• _Short task_
The listing must be reproduced in full, exactly as it stands.

>> BEGIN

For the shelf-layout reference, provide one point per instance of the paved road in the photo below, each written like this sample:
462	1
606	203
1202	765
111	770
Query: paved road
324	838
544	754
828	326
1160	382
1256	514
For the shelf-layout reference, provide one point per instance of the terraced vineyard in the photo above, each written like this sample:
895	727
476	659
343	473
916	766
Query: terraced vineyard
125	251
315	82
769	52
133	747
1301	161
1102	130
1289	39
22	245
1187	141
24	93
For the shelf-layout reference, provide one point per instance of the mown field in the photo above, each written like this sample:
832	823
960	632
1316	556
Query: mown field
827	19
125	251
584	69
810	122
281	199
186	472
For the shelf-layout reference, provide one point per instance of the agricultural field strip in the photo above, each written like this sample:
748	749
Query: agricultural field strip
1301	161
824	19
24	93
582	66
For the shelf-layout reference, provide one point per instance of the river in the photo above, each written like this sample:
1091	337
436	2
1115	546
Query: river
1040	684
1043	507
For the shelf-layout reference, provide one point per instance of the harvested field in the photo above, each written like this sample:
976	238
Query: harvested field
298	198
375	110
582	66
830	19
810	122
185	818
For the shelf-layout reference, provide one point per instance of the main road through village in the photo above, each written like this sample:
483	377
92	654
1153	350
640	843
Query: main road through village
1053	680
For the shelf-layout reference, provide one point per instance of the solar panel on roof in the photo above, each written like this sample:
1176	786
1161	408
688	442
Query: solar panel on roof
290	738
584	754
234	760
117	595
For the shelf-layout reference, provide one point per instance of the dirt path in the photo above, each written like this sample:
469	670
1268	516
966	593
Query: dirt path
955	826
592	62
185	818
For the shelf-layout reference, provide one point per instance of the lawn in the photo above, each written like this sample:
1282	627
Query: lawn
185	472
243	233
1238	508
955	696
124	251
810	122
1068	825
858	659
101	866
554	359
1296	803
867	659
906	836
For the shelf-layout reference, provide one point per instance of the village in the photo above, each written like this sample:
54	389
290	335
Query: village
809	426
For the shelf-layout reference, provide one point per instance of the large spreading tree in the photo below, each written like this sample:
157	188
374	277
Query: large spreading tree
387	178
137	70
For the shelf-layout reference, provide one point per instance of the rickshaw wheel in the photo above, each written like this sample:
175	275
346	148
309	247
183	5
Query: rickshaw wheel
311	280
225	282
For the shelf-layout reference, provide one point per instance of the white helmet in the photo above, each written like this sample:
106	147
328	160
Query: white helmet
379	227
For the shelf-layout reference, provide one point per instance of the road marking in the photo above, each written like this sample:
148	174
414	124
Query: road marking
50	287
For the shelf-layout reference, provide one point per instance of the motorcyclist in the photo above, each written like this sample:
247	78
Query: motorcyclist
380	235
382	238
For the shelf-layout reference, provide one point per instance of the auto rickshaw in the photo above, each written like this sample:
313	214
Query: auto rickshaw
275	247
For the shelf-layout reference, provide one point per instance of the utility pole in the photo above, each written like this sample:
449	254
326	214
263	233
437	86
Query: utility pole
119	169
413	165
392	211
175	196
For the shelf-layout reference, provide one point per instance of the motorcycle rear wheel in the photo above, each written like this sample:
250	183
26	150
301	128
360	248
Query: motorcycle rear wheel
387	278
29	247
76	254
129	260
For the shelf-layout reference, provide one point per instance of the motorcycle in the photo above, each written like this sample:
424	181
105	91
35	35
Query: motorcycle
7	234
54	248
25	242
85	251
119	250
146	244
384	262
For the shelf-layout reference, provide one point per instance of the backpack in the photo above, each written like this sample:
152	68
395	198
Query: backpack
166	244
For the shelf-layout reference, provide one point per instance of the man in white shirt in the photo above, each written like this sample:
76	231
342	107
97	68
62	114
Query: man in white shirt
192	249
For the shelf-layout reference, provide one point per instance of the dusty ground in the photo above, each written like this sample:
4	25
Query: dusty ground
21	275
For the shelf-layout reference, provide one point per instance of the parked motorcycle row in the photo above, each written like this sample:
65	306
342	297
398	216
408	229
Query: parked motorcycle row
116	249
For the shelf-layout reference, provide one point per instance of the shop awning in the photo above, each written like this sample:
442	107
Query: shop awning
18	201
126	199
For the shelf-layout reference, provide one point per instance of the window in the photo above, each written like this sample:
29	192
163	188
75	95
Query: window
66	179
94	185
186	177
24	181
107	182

>> END

• _Output of the task_
For the shelf-layout reference, provide one point per instance of the paved road in the photo below, each written like this sample:
462	1
606	203
1202	765
111	770
Query: paved road
324	838
544	754
828	326
1160	382
1256	514
For the shelf-layout reference, provide one point per instance of the terraced vineyard in the photo above, each written like this sample:
895	727
476	659
343	473
916	766
Query: terraced vineyard
125	251
315	82
769	52
133	747
1301	161
1102	130
1289	39
22	245
1187	141
24	93
For the shelf-layout reference, provide one point per instance of the mown field in the photo above, each written like this sample:
832	823
960	632
1316	556
Query: mown field
827	19
125	251
584	69
810	122
281	199
186	472
For the shelf-layout reference, provide one point per instance of the agricultural field strip in the photo above, each written like this sample:
748	749
Query: agricultural field strip
1301	161
824	19
24	93
582	66
For the shelf-layout reference, provide one point per instance of the river in the photo above, each written like this sample:
1091	337
436	2
1115	546
Query: river
1040	684
1043	507
For the shelf-layout reference, provide one point per instance of the harvested field in the photo above, each written like this sample:
976	238
Query: harvested field
298	198
375	110
582	66
830	19
810	122
185	818
For the shelf-layout reference, provide one point per instance of the main road through village in the photo above, each written like this sample:
483	377
92	654
1153	350
640	843
Query: main road through village
1053	680
For the shelf-layout reference, provide one point per instance of the solar panel on roof in the photo above, each written like this sample:
1176	786
1161	408
688	442
Query: solar panel on roof
290	738
584	754
234	760
117	595
For the shelf-layout reference, provide one point per instance of the dirt path in the photo above, each written like this sample:
469	670
1268	516
966	593
Query: dirt path
955	826
592	62
185	818
For the shelf-layout reference, provide one point per instance of the lawn in the photo above, each written like this sample:
1282	627
Query: lawn
185	472
243	233
1238	508
955	696
124	251
810	122
1068	825
858	659
101	866
554	359
1296	803
867	659
906	836
For the shelf-layout reference, provide one point per instance of the village in the photo above, each written like this sample:
54	389
290	335
Query: village
809	426
For the shelf-layout reference, provide one point per instance of the large spreading tree in the photo below, each written like this sample:
157	188
374	277
Query: large spreading tree
387	178
137	70
For the shelf-layout reference, provide one point per instance of the rickshaw wheel in the photo above, each written like this sample:
175	275
346	148
309	247
183	5
Query: rickshaw wheel
311	280
225	282
For the shelf-layout reference, provide one point per instance of the white helmet in the photo above, each written like this sample:
106	147
328	160
Query: white helmet
379	227
For the shelf-layout reference, provide one point per instance of the road marking in the photo above, each written like this sample:
148	174
414	124
Query: road marking
50	287
For the shelf-layout reference, provide one point per instance of the motorcyclist in the photo above, each written like this sample:
247	78
Query: motorcyclist
380	235
382	238
For the shelf-layout reference, provide one point per instance of the auto rickshaw in the photo above, each written like this sample:
313	214
Query: auto rickshaw
275	247
For the shelf-layout reference, provide one point per instance of the utility pole in the photo above, each written like this sample:
449	254
326	214
263	233
437	86
Query: utility pole
119	169
413	165
392	211
175	196
For the shelf-layout reference, provide one point per instance of the motorcycle rear wheel in the photo above, each written like this sample:
250	183
26	150
301	128
360	248
Query: motorcycle rear wheel
387	278
29	247
76	254
129	260
For the shelf-layout reference, provide one point per instance of the motorcycle in the photo above, each written like this sample:
424	181
105	91
35	35
Query: motorcycle
7	234
54	248
25	242
85	251
119	250
146	244
384	262
For the shelf-layout reference, provide one point per instance of the backpack in the photo above, each written like this sample:
152	68
395	198
Query: backpack
166	244
For the shelf-layout reference, provide one point per instance of the man in white shirt in the photo above, each written like this sample:
76	231
342	107
97	68
62	114
Query: man in white shirt
192	249
For the shelf-layout reference, provide one point per instance of the dusty ground in the photo above, each written like this sample:
4	25
Query: dusty ground
21	275
For the shelf-layout reference, provide one point per instance of the parked motorcycle row in the photo above, each written like this sample:
65	306
342	297
398	216
408	229
Query: parked motorcycle row
116	249
For the shelf-layout reference, provide one point per instance of the shop awning in the photo above, each written like this sample:
442	107
Query: shop awning
18	201
126	199
For the shelf-layout reference, provide one point per instance of the window in the photo above, each written like this sample:
29	192
163	188
75	95
Query: window
66	179
94	185
186	177
24	181
107	182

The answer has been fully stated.